__WHAT TO WORK ON__. Word for word, restate the entries that follow.
-----
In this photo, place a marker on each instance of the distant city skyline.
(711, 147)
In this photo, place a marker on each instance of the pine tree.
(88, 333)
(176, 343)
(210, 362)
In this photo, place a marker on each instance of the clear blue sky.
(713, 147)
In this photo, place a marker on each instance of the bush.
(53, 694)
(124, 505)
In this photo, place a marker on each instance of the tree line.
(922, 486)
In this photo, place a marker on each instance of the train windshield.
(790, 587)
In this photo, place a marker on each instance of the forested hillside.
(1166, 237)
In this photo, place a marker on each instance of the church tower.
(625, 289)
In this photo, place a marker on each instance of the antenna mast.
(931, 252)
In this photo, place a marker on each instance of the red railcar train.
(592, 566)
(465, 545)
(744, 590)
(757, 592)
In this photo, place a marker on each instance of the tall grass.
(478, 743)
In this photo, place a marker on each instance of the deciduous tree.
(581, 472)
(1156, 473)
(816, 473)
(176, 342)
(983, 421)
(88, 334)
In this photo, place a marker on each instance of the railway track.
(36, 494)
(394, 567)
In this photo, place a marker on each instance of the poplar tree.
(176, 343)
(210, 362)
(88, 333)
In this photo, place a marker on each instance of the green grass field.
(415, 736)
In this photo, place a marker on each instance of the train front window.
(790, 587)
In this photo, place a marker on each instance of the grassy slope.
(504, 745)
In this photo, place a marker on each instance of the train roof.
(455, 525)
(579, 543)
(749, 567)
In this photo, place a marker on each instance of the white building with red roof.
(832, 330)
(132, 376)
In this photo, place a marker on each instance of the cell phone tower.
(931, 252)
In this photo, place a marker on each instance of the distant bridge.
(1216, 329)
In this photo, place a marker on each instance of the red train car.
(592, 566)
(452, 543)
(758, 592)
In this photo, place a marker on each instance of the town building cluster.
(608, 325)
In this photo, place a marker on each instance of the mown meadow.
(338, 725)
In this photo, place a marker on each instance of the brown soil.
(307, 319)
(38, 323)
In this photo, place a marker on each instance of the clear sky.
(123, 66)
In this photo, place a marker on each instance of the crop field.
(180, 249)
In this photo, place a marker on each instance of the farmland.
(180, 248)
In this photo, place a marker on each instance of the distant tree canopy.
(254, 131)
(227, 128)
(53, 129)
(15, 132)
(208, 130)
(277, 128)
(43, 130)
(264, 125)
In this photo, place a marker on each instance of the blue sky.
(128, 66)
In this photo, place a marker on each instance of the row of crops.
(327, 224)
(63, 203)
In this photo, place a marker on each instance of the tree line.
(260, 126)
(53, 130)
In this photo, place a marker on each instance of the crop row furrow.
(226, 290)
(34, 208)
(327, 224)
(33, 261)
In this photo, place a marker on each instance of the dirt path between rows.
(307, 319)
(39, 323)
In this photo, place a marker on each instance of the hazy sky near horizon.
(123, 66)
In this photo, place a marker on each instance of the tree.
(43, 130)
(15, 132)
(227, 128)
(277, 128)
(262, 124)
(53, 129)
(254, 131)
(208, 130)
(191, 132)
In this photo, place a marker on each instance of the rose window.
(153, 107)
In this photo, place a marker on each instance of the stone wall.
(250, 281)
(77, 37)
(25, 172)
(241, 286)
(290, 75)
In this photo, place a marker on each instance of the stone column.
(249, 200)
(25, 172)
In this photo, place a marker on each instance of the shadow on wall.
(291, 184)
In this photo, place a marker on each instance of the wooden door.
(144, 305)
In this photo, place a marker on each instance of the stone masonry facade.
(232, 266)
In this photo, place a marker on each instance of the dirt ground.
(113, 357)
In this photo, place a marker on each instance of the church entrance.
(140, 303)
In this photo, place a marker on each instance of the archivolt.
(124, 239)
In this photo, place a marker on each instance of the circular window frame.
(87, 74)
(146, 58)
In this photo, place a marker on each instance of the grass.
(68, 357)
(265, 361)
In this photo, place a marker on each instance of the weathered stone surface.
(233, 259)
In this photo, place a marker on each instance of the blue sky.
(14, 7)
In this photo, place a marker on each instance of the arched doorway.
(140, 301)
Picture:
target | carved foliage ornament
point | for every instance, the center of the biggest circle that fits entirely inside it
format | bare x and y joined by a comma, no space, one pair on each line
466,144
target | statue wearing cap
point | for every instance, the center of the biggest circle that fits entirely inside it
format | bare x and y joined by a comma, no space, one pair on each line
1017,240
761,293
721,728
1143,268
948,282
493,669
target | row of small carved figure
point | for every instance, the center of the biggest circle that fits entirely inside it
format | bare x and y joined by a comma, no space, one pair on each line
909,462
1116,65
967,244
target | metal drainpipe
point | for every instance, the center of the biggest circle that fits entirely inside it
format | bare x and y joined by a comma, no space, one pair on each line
-----
__RESPONSE TO THE TASK__.
In this photo, place a marker on each instance of the distant city skyline.
(711, 147)
In this photo, place a marker on each instance of the pine tree.
(88, 333)
(176, 343)
(210, 362)
In this photo, place a marker on each instance of the clear blue sky.
(713, 147)
In this photo, place a marker on each instance of the bush.
(53, 694)
(124, 505)
In this photo, place a marker on each instance of the tree line.
(922, 486)
In this photo, place a marker on each instance of the train windshield.
(790, 587)
In this photo, place a marker on each instance of the forested hillside.
(1166, 237)
In this photo, place a marker on each instance of the church tower.
(625, 289)
In this photo, place a marker on each instance of the antenna mast.
(931, 252)
In this photo, place a marker on each instance of the red railcar train.
(592, 566)
(465, 545)
(744, 590)
(757, 592)
In this photo, place a marker on each instance of the tall grass.
(478, 743)
In this photo, place a marker on each instance of the deciduous tree.
(581, 472)
(1156, 473)
(816, 473)
(176, 342)
(983, 421)
(88, 334)
In this photo, place a marker on each instance of the railway track.
(36, 494)
(394, 567)
In this photo, place a marker on each instance of the poplar tree.
(176, 343)
(210, 362)
(88, 333)
In this photo, place a marker on each instance of the green grass field.
(415, 736)
In this photo, place a marker on each instance of the train front window.
(790, 587)
In this photo, place a marker on each instance of the grassy slope.
(504, 745)
In this photo, place a marker on each instance of the train roof.
(455, 525)
(579, 543)
(749, 567)
In this photo, place a marker on each instance of the white building with red roof.
(832, 330)
(132, 376)
In this photo, place a marker on each instance of the cell phone tower.
(931, 252)
In this photo, place a marker on each instance of the distant bridge.
(1216, 329)
In this photo, place a marker on each instance of the red train car.
(592, 566)
(452, 543)
(758, 592)
In this photo, place a marker on each instance of the town building cluster.
(608, 325)
In this photo, place a marker on each instance of the mown meadow.
(338, 725)
In this photo, place a marker on each instance of the brown soil.
(307, 319)
(38, 323)
In this photo, place a marker on each instance of the clear sky.
(123, 66)
In this photo, place a marker on each instance of the crop field.
(180, 249)
In this photo, place a marker on each instance of the farmland.
(180, 248)
In this photo, place a marker on each instance of the distant tree canopy.
(254, 131)
(227, 128)
(53, 129)
(15, 132)
(208, 130)
(277, 128)
(43, 130)
(264, 125)
In this photo, place a marker on each instance of the blue sky.
(128, 66)
In this photo, place a marker on each instance of the row of crops.
(327, 224)
(63, 203)
In this photo, place a marker on each instance of the tree line.
(260, 126)
(53, 130)
In this photo, place a marker on each instance of the crop row furrow.
(226, 290)
(34, 208)
(327, 224)
(33, 261)
In this photo, place a marker on each instance of the dirt path between rows.
(307, 319)
(39, 323)
In this photo, place a marker on each instance of the hazy sky near horizon.
(123, 66)
In this photo, place a marker on each instance of the tree.
(43, 130)
(15, 132)
(227, 128)
(277, 128)
(262, 124)
(53, 129)
(254, 131)
(208, 130)
(191, 132)
In this photo, place a marker on each instance of the rose window.
(153, 107)
In this photo, place a marker on each instance of the stone wall.
(250, 281)
(77, 37)
(25, 172)
(241, 286)
(290, 75)
In this photo, place a marker on each instance of the stone column.
(249, 200)
(25, 172)
In this photo, place a marker on each instance of the shadow on wall.
(291, 184)
In this photo, place a marker on each instance of the wooden door.
(144, 305)
In this photo, place a marker on each instance of the stone masonry facade.
(232, 266)
In this photo, place a marker on each instance of the dirt ground.
(113, 357)
In this photo, place a marker on each instance of the church entrance.
(140, 303)
In this photo, place a marker on each instance of the archivolt.
(124, 239)
In this photo, place a marker on each instance of the circular window frame.
(87, 74)
(146, 58)
In this photo, place a marker on each instance of the grass.
(68, 357)
(265, 361)
In this photo, place a marker on each instance of the weathered stone surface.
(233, 259)
In this photo, place a marker on each instance of the blue sky.
(14, 7)
In this photo, place a marker on each instance of the arched doorway.
(140, 301)
Picture:
target | carved foliage ornament
point | for every instance, the center of the biggest circle that fits entirely inside it
format | bare x and y joined by a comma, no space, one pair on each line
466,144
target | statue wearing cap
point | for every instance, the center of the biggest circle that fits entirely inside it
format | bare x and y joined by a comma, no space, one pair on each line
1017,240
761,293
721,728
1143,268
948,282
493,669
target | row of small carved figure
point | for every instance, the center of the biggest circle that fits entirely inside it
format | bare x and y joined by a comma, no space, one pair on each line
909,462
1116,65
967,244
target | metal drainpipe
point | for every instance, the center of the biggest circle that fits entirely inside it
format | bare x and y joined by a comma, no space, one pair on each line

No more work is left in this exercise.